- How to complete this task -
Copy the entries below word for word, but omit any pictures they contain.
──────── Data listing ────────
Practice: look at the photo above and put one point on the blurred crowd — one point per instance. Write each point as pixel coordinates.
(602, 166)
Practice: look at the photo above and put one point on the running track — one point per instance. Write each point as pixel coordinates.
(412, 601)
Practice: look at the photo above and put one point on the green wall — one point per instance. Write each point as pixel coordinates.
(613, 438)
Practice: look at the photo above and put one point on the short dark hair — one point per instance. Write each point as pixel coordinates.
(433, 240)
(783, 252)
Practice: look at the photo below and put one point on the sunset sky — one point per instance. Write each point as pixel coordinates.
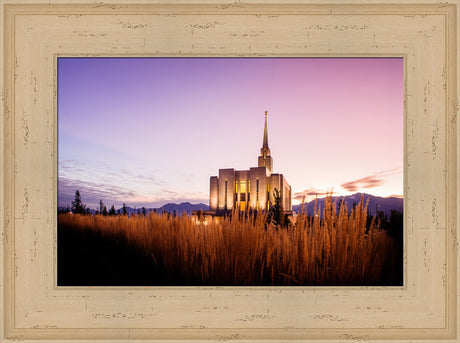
────────
- Solved problem -
Practice: look at the photo above and put one point on the blurred crowd — one point per instance. Write each point as pixel coordinates.
(602, 166)
Practice: look at the photo above and put one point on the running track — one point per instance. Write each point as pixel coordinates.
(412, 601)
Practice: look at the photo above and put one point on the green wall — one point per instance. Write each point as pixel coordinates.
(613, 438)
Practice: look at the photo above and put one point on the short dark hair — one point per instance. Write each point as pixel coordinates.
(433, 240)
(783, 252)
Practice: look at the photo below and put one point on the sunset sky — one point per instance. Write each point as pixel coordinates.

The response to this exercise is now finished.